## RECORDS SUPPLIED
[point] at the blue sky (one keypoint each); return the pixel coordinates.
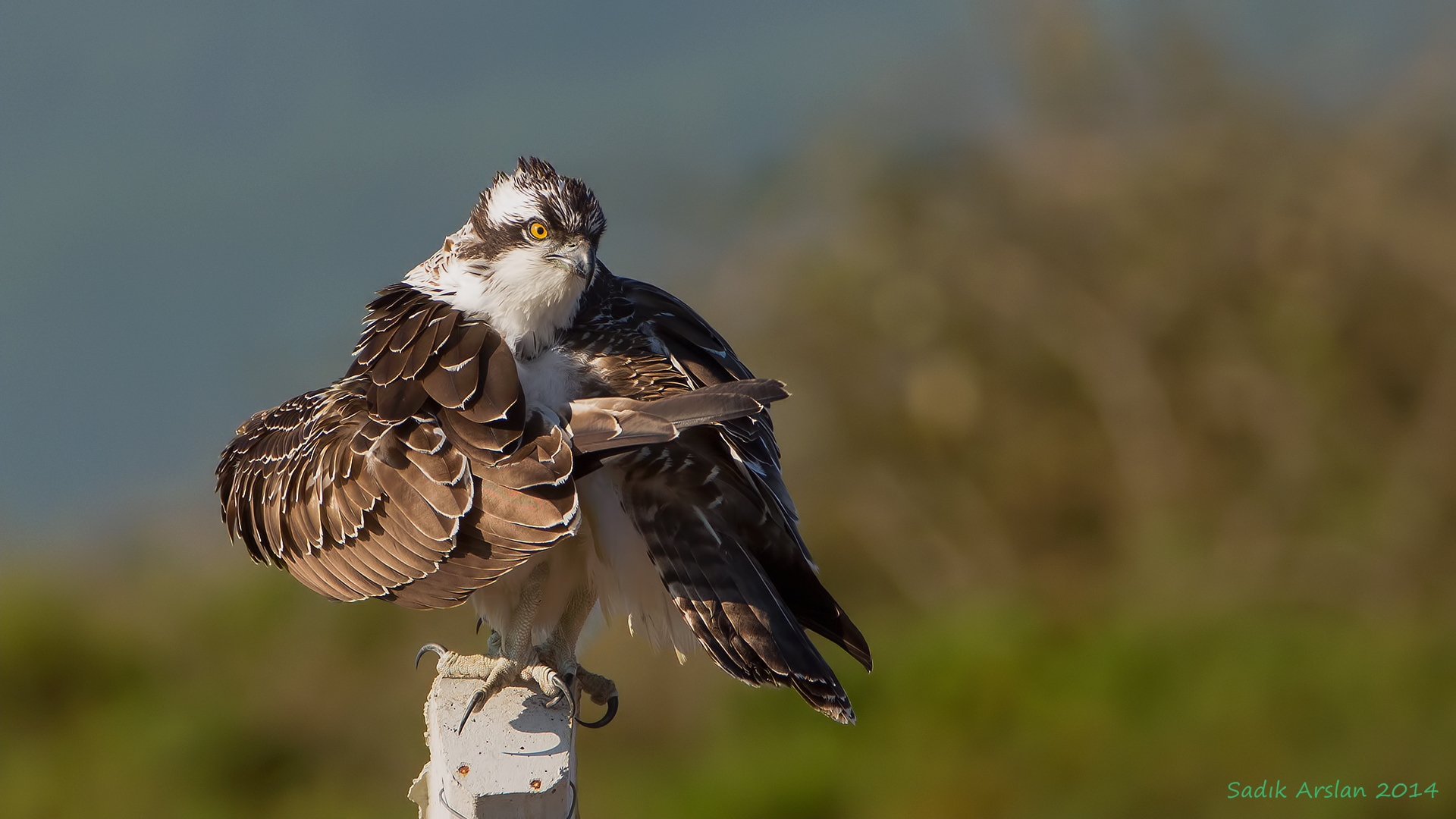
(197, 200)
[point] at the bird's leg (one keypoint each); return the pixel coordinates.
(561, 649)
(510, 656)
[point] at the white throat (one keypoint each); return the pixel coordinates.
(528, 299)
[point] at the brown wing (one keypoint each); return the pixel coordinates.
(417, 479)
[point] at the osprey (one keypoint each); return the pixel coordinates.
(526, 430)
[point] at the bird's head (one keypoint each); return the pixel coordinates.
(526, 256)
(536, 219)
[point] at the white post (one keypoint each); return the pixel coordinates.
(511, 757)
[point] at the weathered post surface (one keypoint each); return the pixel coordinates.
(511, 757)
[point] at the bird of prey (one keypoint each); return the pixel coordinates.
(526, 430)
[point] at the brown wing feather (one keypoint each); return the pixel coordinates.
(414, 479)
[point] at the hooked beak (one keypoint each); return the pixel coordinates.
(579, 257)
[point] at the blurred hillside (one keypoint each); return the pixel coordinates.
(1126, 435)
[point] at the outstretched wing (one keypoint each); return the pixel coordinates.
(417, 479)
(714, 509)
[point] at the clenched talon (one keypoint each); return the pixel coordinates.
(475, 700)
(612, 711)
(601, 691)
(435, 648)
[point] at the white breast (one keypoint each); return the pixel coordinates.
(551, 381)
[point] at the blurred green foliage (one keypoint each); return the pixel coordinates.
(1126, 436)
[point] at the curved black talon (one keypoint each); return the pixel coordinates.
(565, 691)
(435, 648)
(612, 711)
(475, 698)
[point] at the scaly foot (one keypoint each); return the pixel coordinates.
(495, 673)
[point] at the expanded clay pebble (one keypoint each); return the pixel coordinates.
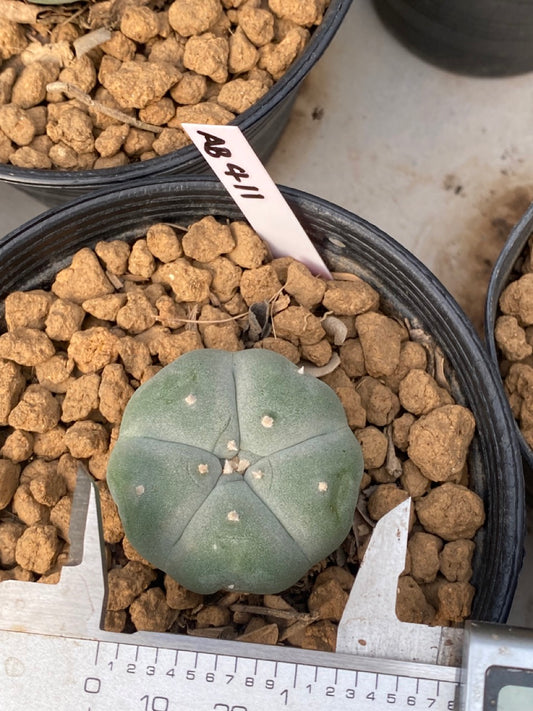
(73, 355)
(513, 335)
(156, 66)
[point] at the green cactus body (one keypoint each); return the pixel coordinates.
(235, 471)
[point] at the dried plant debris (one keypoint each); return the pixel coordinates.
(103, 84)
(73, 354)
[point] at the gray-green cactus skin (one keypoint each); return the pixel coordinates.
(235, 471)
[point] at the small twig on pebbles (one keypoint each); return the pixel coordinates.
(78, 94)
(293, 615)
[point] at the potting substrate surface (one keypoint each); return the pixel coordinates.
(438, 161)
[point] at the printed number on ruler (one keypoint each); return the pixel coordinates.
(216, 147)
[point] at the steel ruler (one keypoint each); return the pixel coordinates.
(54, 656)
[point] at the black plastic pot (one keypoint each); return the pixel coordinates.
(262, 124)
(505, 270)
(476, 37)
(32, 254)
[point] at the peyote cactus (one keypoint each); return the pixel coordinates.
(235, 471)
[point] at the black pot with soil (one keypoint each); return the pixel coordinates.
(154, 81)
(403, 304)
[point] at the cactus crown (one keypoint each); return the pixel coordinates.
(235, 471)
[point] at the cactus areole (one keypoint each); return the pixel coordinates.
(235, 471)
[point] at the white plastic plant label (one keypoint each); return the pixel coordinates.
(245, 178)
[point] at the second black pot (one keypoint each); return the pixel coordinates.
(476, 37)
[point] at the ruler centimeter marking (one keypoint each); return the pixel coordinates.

--

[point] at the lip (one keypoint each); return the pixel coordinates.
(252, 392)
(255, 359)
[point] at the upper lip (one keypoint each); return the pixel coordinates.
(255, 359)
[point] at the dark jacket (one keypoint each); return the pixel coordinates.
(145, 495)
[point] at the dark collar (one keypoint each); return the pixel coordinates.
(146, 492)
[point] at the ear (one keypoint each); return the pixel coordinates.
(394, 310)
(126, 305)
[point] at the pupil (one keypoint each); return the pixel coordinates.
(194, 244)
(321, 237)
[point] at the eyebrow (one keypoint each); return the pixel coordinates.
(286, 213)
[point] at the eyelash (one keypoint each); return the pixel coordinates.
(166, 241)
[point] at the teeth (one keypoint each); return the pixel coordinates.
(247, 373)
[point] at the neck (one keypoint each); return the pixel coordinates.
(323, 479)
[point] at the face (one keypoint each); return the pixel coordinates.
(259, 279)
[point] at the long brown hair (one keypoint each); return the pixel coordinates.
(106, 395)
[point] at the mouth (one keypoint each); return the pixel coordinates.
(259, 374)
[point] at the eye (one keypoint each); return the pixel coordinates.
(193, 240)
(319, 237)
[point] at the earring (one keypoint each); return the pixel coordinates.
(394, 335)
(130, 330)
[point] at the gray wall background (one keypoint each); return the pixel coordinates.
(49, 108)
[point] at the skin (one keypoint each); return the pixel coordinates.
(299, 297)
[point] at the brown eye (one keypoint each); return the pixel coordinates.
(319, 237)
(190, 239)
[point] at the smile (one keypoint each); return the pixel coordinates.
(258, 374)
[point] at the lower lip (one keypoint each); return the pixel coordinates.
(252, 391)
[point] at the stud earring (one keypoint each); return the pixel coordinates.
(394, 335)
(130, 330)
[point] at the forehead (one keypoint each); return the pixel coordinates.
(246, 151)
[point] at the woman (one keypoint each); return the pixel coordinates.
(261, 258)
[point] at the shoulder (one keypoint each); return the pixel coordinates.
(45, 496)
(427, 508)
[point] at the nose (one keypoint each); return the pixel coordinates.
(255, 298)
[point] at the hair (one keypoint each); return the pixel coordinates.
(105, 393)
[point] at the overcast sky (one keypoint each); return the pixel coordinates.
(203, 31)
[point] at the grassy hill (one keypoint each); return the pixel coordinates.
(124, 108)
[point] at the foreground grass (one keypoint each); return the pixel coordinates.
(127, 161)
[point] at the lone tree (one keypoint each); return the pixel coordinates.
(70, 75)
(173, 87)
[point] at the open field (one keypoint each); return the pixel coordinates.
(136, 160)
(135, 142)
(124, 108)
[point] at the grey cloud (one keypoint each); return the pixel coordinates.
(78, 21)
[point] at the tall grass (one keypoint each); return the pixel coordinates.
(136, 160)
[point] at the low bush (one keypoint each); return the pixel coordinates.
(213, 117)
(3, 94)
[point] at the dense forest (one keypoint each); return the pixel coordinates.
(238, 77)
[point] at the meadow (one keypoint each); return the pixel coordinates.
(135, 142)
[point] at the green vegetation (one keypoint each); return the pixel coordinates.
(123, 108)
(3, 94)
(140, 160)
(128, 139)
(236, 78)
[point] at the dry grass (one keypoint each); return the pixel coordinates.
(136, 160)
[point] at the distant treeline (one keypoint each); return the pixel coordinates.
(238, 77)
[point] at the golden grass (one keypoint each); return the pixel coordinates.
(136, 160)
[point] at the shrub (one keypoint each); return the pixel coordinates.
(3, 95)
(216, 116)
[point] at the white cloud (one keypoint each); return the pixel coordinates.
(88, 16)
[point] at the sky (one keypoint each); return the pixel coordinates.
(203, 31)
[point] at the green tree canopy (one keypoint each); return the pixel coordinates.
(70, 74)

--

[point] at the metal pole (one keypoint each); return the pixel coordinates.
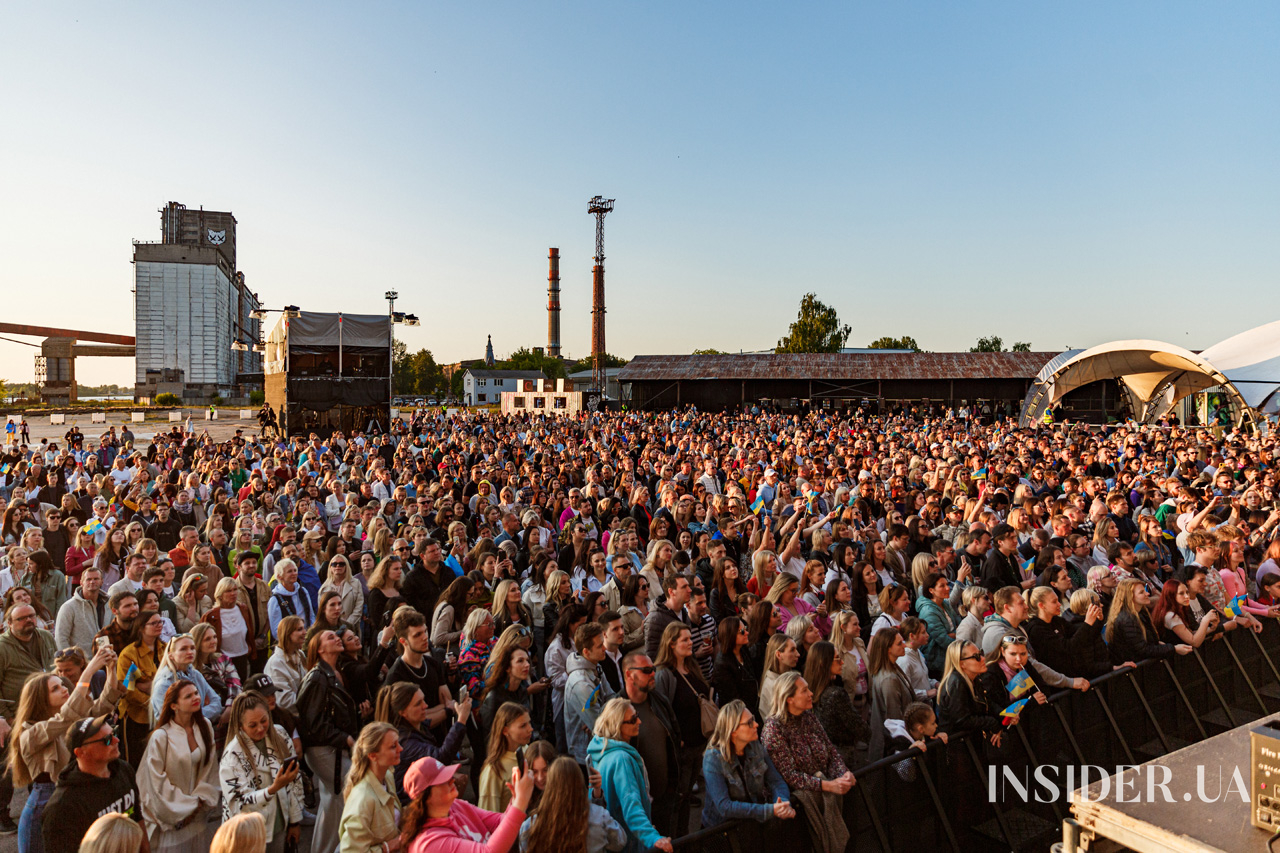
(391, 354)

## ASSIGNED TASK
Using the entries above, repeat only the lines from the one containing "[point] at the dried" through the one containing "[point] at the ruler", end lines included.

## WRITTEN REPLY
[point] at the dried plant debris (one keypoint each); return the pixel coordinates.
(103, 84)
(73, 354)
[point] at the gray-green cactus skin (one keypoint each); return the pixel coordinates.
(235, 471)
[point] at the small twig on pebbles (one keypoint each); return the pixel coordinates.
(78, 94)
(293, 615)
[point] at the potting substrate surface (one keypoint each); return the pixel coordinates.
(438, 161)
[point] at the printed number on ruler (one keypoint each); return the pixel coordinates.
(216, 147)
[point] at the steel ruler (one keypoint each); return the pixel coordinates.
(54, 656)
[point] at the black plastic pot (one keypoint each); return the pixel coordinates.
(262, 124)
(505, 270)
(476, 37)
(32, 254)
[point] at the peyote cactus (one keypoint each); return the pixel coordinates.
(235, 471)
[point] at the black pot with soil (one keypoint each); return the pixel coordinates.
(154, 81)
(403, 304)
[point] at the cactus crown (one keypoint each); return the pixel coordinates.
(235, 471)
[point] at the cactus areole (one keypoint each); return the pixel coordinates.
(235, 471)
[point] at the white plastic plant label (one keypoint each); return the pixel coordinates.
(245, 178)
[point] at the second black pot (one keypoint each); return the pixel coordinates.
(476, 37)
[point] at the ruler centimeter marking (one keypoint each); return the pixel coordinates.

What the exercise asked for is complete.